GIVEN REQUEST:
Copy the rows from the one containing "Task: point out the bitten" through the end of the rows, changing "bitten muffin" to "half-eaten muffin" and keeping everything else the same.

* * * * *

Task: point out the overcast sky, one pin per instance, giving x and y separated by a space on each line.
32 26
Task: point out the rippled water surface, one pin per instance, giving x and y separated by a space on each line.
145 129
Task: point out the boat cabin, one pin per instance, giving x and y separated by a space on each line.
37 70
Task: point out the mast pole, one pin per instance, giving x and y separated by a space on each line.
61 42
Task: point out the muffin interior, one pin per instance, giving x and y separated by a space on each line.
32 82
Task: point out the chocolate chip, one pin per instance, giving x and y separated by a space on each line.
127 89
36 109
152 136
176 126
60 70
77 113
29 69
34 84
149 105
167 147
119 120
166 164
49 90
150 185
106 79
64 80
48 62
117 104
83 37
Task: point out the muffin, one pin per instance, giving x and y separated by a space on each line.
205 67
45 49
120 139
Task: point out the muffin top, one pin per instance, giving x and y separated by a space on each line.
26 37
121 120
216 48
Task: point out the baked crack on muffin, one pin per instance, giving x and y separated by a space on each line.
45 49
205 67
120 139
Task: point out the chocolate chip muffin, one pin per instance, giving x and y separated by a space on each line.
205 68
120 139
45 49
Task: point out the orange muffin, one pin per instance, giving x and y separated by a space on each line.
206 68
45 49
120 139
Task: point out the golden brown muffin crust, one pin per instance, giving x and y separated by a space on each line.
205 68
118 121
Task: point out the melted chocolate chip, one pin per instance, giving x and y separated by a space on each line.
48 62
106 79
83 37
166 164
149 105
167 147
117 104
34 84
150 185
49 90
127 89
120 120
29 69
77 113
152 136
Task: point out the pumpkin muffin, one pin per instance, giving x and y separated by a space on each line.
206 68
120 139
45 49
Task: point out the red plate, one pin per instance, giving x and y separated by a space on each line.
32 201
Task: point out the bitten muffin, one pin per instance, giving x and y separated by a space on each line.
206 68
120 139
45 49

* * * * *

SOLVED EXERCISE:
Task: point out the half-eaten muffin, one pin per instance, giving x and y separated by a space on each line.
206 68
120 139
45 49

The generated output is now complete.